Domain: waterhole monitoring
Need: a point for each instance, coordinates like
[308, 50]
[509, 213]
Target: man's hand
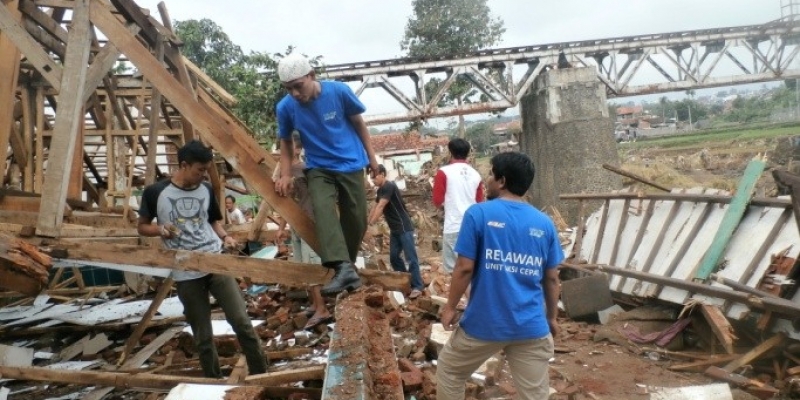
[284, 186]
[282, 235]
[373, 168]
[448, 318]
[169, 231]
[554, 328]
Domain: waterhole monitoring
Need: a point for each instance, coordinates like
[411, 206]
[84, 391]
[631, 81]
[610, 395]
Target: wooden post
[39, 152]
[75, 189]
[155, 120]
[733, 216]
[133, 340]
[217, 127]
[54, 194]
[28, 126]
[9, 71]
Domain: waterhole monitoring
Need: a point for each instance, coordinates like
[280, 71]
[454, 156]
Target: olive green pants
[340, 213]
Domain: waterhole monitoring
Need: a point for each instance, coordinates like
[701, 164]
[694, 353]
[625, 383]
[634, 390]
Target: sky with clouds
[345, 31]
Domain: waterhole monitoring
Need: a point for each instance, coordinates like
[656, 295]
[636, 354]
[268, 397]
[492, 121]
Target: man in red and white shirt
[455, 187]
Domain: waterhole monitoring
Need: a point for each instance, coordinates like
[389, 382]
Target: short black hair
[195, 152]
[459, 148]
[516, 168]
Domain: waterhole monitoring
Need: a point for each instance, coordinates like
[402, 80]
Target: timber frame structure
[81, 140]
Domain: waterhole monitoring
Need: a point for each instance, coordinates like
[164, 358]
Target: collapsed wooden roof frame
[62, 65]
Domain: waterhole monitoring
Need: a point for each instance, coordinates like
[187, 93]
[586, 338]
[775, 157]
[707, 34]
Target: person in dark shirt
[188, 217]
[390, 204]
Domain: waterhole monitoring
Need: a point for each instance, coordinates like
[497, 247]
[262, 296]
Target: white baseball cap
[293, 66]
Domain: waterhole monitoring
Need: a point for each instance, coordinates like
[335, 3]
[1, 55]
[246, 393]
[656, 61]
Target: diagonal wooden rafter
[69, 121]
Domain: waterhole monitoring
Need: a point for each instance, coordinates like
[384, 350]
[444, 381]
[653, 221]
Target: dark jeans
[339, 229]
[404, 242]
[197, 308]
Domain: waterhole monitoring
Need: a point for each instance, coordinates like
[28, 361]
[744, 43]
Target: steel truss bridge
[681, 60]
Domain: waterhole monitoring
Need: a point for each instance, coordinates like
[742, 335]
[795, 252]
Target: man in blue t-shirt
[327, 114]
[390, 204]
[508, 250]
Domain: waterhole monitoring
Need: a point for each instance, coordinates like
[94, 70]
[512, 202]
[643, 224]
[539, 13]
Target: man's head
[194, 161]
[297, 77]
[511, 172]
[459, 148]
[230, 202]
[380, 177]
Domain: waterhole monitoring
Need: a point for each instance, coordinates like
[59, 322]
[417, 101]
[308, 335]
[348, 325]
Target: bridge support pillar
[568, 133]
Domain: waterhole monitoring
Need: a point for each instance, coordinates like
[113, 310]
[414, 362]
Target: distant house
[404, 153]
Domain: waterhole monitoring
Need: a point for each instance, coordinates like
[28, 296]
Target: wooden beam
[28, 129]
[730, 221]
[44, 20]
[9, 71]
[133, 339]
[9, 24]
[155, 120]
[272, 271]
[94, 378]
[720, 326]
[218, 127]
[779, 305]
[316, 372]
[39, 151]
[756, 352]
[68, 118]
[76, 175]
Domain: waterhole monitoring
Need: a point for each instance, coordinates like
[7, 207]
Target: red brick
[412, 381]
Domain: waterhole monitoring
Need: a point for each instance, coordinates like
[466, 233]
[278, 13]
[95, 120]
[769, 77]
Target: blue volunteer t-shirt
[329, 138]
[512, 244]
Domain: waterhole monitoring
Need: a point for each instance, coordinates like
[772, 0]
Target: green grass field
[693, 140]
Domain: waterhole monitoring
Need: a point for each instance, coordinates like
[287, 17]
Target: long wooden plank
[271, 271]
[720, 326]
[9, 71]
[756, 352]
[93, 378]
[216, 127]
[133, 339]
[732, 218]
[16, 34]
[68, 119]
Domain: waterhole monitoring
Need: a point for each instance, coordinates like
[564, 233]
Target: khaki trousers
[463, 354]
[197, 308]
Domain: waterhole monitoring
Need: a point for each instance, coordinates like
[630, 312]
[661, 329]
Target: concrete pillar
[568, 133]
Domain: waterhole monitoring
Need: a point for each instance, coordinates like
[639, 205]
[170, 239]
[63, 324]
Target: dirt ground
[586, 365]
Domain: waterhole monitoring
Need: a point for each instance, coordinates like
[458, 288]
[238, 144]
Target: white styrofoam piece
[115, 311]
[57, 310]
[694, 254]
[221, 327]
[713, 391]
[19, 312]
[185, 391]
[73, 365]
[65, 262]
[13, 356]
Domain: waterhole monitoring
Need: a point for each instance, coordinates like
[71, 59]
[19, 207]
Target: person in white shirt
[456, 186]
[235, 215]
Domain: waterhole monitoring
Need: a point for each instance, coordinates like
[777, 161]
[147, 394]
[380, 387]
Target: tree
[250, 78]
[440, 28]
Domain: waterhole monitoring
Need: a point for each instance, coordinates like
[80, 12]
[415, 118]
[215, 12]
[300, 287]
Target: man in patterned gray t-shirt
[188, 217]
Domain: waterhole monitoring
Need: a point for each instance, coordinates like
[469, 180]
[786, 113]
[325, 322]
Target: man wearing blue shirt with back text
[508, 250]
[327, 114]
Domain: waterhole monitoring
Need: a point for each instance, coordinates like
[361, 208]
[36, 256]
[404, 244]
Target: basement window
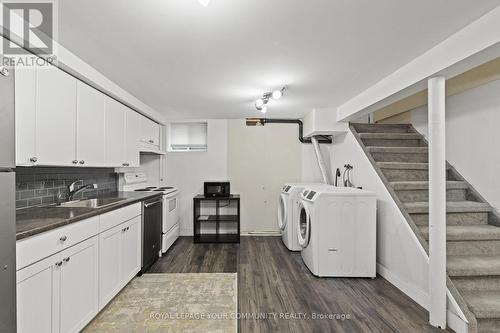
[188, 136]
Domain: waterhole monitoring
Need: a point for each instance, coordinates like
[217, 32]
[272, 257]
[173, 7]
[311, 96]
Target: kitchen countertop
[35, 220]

PROBLEM DETAILS = Transcribe all the data word for word; the images stay out.

YOUR RESPONSE =
Domain: waterhole monitoring
Need: a point for each instance, coordinates like
[308, 50]
[509, 213]
Target: man's hand
[284, 186]
[282, 235]
[373, 168]
[448, 318]
[169, 231]
[554, 328]
Domain: waterhole monitoring
Need: a point for each instance, coordinates like
[411, 206]
[84, 391]
[631, 81]
[610, 395]
Target: wooden post
[39, 152]
[75, 189]
[155, 120]
[733, 216]
[133, 340]
[217, 127]
[54, 194]
[28, 126]
[9, 71]
Domain: waterhole monitoring
Need: a point for each instance, coordinates like
[280, 71]
[454, 156]
Target: olive green pants
[340, 213]
Domain: waterhole monitoring
Need: a point for each instance, coordinates like
[701, 164]
[694, 353]
[625, 383]
[634, 390]
Target: sky with clouds
[345, 31]
Domain: waterhole monitoring
Need: a point for each instance, coordinates like
[656, 295]
[636, 354]
[268, 397]
[492, 121]
Target: man in red and white shirt
[455, 187]
Domain: waterhole monitoring
Need: a point for each instance, coordinates like
[389, 382]
Target: short black hair
[195, 152]
[459, 148]
[516, 168]
Domain: waterhole monitoring
Need: a point for each instance, coordinates like
[402, 80]
Target: timber frame structure
[81, 140]
Domain: waterhole monitoring
Need: a point for each instance, coordinates like
[164, 358]
Target: collapsed wooden roof frame
[62, 65]
Domain: waterhole monitoring
Need: a point for each instance, coordinates like
[187, 93]
[586, 338]
[775, 157]
[707, 34]
Target: person in dark shirt
[188, 217]
[390, 204]
Domain: waterhole monitoring
Need: a point for each instance, coordinates like
[497, 247]
[262, 296]
Target: white baseball cap
[293, 66]
Domain: waterhole monitoring
Need: a point for each instance, coordinates like
[335, 3]
[1, 55]
[246, 393]
[656, 61]
Target: diagonal wooden rafter
[69, 121]
Domain: waterhole monitoring
Need: a point for each instance, coordinates like
[384, 350]
[444, 381]
[653, 221]
Target: dark jeans
[339, 229]
[404, 242]
[197, 308]
Domain: waterhole monitoring
Need: a point for each instance, coordinates like
[28, 361]
[744, 43]
Target: steel truss bridge
[681, 60]
Domain: waterhole monitoring
Need: a point for each instance, coordinates like
[742, 335]
[795, 252]
Target: man in blue t-shirt
[327, 114]
[390, 204]
[508, 250]
Domain: waterhole monitoring
Need: a point for each instance, coordinates like
[94, 70]
[512, 202]
[643, 224]
[539, 13]
Target: man's head
[194, 161]
[297, 77]
[511, 172]
[459, 148]
[230, 202]
[380, 177]
Domain: waterhole monitoring
Need: a point for each instance, coordinates like
[59, 322]
[417, 101]
[308, 335]
[348, 325]
Target: bridge support pillar
[568, 133]
Domain: waterhole monitoring
Need: a point for each instance, coordinates like
[113, 310]
[414, 362]
Target: distant house
[404, 153]
Domain: waterhole monitoring
Need: a point for each instance, coordinates like
[28, 296]
Target: wooden beam
[28, 129]
[730, 221]
[44, 20]
[9, 71]
[133, 339]
[9, 24]
[155, 120]
[272, 271]
[94, 378]
[720, 326]
[218, 127]
[779, 305]
[316, 372]
[39, 151]
[756, 352]
[68, 118]
[76, 175]
Domain: waterhole monitoring
Need: a point for each instance, coordinates like
[7, 207]
Target: red brick
[412, 381]
Domain: waterhole monitoring
Need: a point for each instance, coordinates like
[466, 233]
[278, 13]
[95, 120]
[769, 77]
Target: blue volunteer t-shirt
[329, 138]
[512, 244]
Domain: waterhole monitoring
Need: a point for each instance, coordinates like
[772, 0]
Target: green grass field
[693, 140]
Domain: waterhole monitoring
Need: a point for each instance, coordinates like
[287, 17]
Target: long wooden plank
[271, 271]
[720, 326]
[9, 71]
[756, 352]
[93, 378]
[216, 127]
[133, 339]
[732, 218]
[16, 34]
[68, 119]
Domain: waterhole monitoring
Need: a point for each instance, coordinates like
[564, 233]
Target: khaki trousers
[463, 354]
[197, 308]
Domain: waterhole monitoring
Need: a point for each instance, coordinates like
[630, 312]
[661, 329]
Target: concrete pillar
[568, 133]
Domain: waterhole monitoring
Need: a point for each instance, coordinates like
[639, 205]
[170, 239]
[63, 324]
Target: dirt ground
[586, 365]
Domain: waterhole monitoring
Need: a point for each instance, coordinates like
[458, 288]
[238, 144]
Target: white styrofoam piece
[115, 311]
[57, 310]
[694, 254]
[221, 327]
[713, 391]
[19, 312]
[185, 391]
[73, 365]
[65, 262]
[13, 356]
Domain: waterhole monitoring
Need: a point for each instance, coordinates like
[71, 59]
[19, 207]
Target: person in white shirt
[456, 186]
[235, 215]
Domain: waterhole monitoring
Need: a point for each instance, coordinates like
[777, 161]
[147, 394]
[380, 387]
Target: tree
[250, 78]
[440, 28]
Domain: waterhole monitoring
Need: a point for each instance, coordinates like
[80, 12]
[415, 118]
[215, 12]
[300, 287]
Target: man in patterned gray t-shirt
[188, 217]
Domain: waterhole monitoring
Need: a point for each instance, coordinates like
[469, 180]
[786, 113]
[325, 322]
Target: man wearing blue shirt with back text
[508, 250]
[327, 114]
Domain: waterhole monitoring
Need: a point for each instance, coordinates like
[361, 208]
[36, 256]
[404, 244]
Target: basement window
[188, 136]
Domain: waterhole monitoring
Need: a point for each instance, coordinates like
[217, 32]
[272, 257]
[173, 7]
[311, 96]
Target: kitchen countertop
[35, 220]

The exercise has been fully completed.